Recorded data:
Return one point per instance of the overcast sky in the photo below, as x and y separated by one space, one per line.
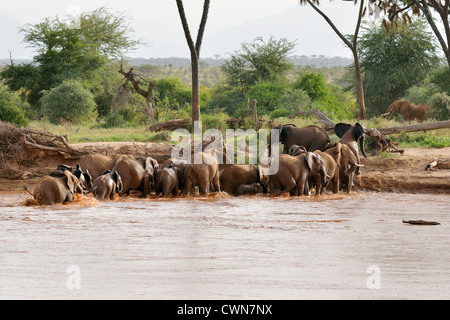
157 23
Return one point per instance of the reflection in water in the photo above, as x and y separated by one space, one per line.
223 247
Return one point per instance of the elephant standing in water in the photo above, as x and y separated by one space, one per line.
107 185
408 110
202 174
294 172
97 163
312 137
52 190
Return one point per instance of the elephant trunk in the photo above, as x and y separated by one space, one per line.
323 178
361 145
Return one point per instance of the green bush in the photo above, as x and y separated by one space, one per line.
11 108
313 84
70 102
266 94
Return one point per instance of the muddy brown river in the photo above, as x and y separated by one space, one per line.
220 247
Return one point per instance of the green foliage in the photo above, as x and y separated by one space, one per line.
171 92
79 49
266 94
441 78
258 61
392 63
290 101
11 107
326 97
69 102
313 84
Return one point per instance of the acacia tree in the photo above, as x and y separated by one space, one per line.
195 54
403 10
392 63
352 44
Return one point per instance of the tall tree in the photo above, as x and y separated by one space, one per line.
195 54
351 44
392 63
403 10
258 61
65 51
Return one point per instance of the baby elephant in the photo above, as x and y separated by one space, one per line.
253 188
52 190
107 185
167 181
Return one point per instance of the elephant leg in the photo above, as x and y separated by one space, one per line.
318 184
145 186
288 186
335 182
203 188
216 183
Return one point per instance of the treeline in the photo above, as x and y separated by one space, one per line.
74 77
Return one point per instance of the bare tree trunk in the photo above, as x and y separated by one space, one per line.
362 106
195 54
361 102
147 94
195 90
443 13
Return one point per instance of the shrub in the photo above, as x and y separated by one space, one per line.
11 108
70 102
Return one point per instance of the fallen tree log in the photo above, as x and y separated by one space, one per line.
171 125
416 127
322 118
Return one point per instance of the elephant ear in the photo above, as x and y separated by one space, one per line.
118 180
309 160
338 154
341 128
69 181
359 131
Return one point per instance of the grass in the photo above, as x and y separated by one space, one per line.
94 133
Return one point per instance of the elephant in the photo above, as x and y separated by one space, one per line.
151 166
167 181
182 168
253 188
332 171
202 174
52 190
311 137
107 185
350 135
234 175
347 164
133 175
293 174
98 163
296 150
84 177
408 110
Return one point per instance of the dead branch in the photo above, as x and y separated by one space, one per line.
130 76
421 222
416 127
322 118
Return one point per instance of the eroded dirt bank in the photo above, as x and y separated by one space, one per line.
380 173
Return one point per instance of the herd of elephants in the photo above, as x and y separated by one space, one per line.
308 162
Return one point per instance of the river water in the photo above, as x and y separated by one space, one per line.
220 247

Task objective: Copy all of the data above word for word, with the pictures left out.

The reply:
Return one point per instance of the overcast sky in the photo below, as x and y separated by one space, one per line.
157 23
Return one point per instance of the reflection in water in the photo above, as x and y separated by one space, one per line.
223 247
Return one point per instance of the elephant standing in water in the photo above, as x and y separated by one space, one per line.
107 185
408 110
202 174
294 172
97 163
312 137
52 190
Return one point per instance of the elephant trunk in the photo above, as x and y separated by one space, one per line.
323 178
361 145
Return one point per instance of the green bush in the photo above, as x and y separated by one space, one per line.
11 108
313 84
70 102
266 94
Return one point per instance of the muddy brown river in the photo above, as x and y separated by one space, one per line.
220 247
Return one point per instance of the green foliage in the photo above, as x and y separated by one space, one per line.
171 92
79 49
266 94
441 78
258 61
392 63
290 101
11 107
326 97
69 102
313 84
Return one point per instance of the acacia tree in the photo above, as x and y separated by one space, one per line.
195 54
403 10
392 63
352 44
Return one point per instance of the tall tree in the photo above, as x and y separated by one space, one per line.
195 54
351 44
392 63
403 10
258 61
65 51
Return one point per instance of the baby elephant in the photo above, as x and y separated by one space, one per line.
253 188
52 190
107 185
167 181
Return one point per instance of the elephant leg in the photo above, as x and y separated by one space, one per line.
318 184
145 186
288 186
335 182
203 188
216 183
Return one point per instance of the treeline in the photo above, as x and y separated by one space, one per line.
74 77
Return one point per instance of the bare tree trunk in the photo above, as x and y separated by one space, one per line.
362 106
195 54
361 102
147 94
195 90
443 13
Return one point per instance of the shrub in the photo above, as x and y separated by one space, one per line.
11 108
70 102
Return one point per instance of the fallen tree log in the photo above, as x and y separated by one space, one per line.
171 125
416 127
322 118
Return one point per instance of the elephant ear in the photo above, as x and y separated by one space, one per line.
118 180
309 160
338 154
341 128
69 181
359 131
Return one point per instance of the grass in the photo above, as x and y separated by one space, one per line.
94 133
Return one point per instance of the elephant in the photo above, as x and y separated by one space, one per line.
151 166
167 181
182 168
253 188
332 171
202 174
52 190
311 137
107 185
350 135
234 175
347 164
133 175
293 174
98 163
296 150
84 177
408 110
Return one point per instance of the dead branch in the photo above, as x and y separated by one space, one per line.
130 76
421 222
416 127
322 118
Return one point per instance of the eroded dirt bank in the photo above, as x and y separated by one space, one per line.
380 173
Return one point per instance of the herd of elephants in the photo above, as x and y separated by one space, one per line.
308 162
Return one point per instance of the river water in the photo above, as x and y separated by one space, one per line.
220 247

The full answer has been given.